___ Estratto selezionato ___
Nella precedente Congregazione generale della Compagnia di Gesù svoltasi nel 1995 lei definì una "scintilla" il legame stabilito tra fede e giustizia. Quale potrebbe essere la "scintilla" per la Congregazione che si apre il 7 gennaio?
La "scintilla" della prossima Congregazione sarà necessariamente la scelta del nuovo preposito generale. Scegliendo l'uno o l'altro fra le migliaia di gesuiti capaci di diventarlo, la Compagnia dice ciò che si attende per il suo avvenire: un profeta o un saggio, un innovatore o un moderatore, un contemplativo o un attivo, un uomo di punta o un uomo di unione? In effetti la Congregazione Generale comincia con una valutazione della sua situazione presente, con un discernimento su ciò che nella Compagnia è luce o piuttosto ombra nel suo servizio alla Chiesa e al mondo. È da questa valutazione che deve scoccare la "scintilla": ecco il gesuita di cui abbiamo bisogno per progredire sulla via di Dio.
Lo sviluppo dell'impegno nel sociale ha caratterizzato la storia della Compagnia di Gesù dopo il Vaticano II. Resta anche oggi una priorità?
La priorità rimane, ma più integrata nella missione complessiva della Compagnia di Gesù. Pastorale e sociale non si contrappongono: è la fede che ci spinge, in nome del Signore, verso l'altro che vive in una situazione di miseria e d'ingiustizia. Il Signore stesso si è fatto prossimo dell'uomo mezzo morto che giaceva al bordo della strada, mettendo così in pratica il comandamento sempre nuovo dell'amore. Se sono solo pochi i gesuiti che svolgono la loro missione direttamente nel campo sociale, tutti i gesuiti sono chiamati a vivere pienamente la dimensione sociale inevitabilmente presente in ogni lavoro pastorale o educativo, nell'accompagnamento spirituale e in ogni forma di evangelizzazione. Già per i primi gesuiti non era possibile chiamarsi "compagni di Gesù" senza essere amici di questi compagni di Gesù che sono i poveri.
___ Estratto della fonte ___
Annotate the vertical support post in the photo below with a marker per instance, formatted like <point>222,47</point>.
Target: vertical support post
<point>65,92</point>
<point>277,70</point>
___
● Obiettivo del compito
Trascrivi per intero, parola per parola, l'intervista sulla Compagnia di Gesù riportata sopra.

● Risultato dell'esercizio
Nella precedente Congregazione generale della Compagnia di Gesù svoltasi nel 1995 lei definì una "scintilla" il legame stabilito tra fede e giustizia. Quale potrebbe essere la "scintilla" per la Congregazione che si apre il 7 gennaio?
La "scintilla" della prossima Congregazione sarà necessariamente la scelta del nuovo preposito generale. Scegliendo l'uno o l'altro fra le migliaia di gesuiti capaci di diventarlo, la Compagnia dice ciò che si attende per il suo avvenire: un profeta o un saggio, un innovatore o un moderatore, un contemplativo o un attivo, un uomo di punta o un uomo di unione? In effetti la Congregazione Generale comincia con una valutazione della sua situazione presente, con un discernimento su ciò che nella Compagnia è luce o piuttosto ombra nel suo servizio alla Chiesa e al mondo. È da questa valutazione che deve scoccare la "scintilla": ecco il gesuita di cui abbiamo bisogno per progredire sulla via di Dio.
Lo sviluppo dell'impegno nel sociale ha caratterizzato la storia della Compagnia di Gesù dopo il Vaticano II. Resta anche oggi una priorità?
La priorità rimane, ma più integrata nella missione complessiva della Compagnia di Gesù. Pastorale e sociale non si contrappongono: è la fede che ci spinge, in nome del Signore, verso l'altro che vive in una situazione di miseria e d'ingiustizia. Il Signore stesso si è fatto prossimo dell'uomo mezzo morto che giaceva al bordo della strada, mettendo così in pratica il comandamento sempre nuovo dell'amore. Se sono solo pochi i gesuiti che svolgono la loro missione direttamente nel campo sociale, tutti i gesuiti sono chiamati a vivere pienamente la dimensione sociale inevitabilmente presente in ogni lavoro pastorale o educativo, nell'accompagnamento spirituale e in ogni forma di evangelizzazione. Già per i primi gesuiti non era possibile chiamarsi "compagni di Gesù" senza essere amici di questi compagni di Gesù che sono i poveri.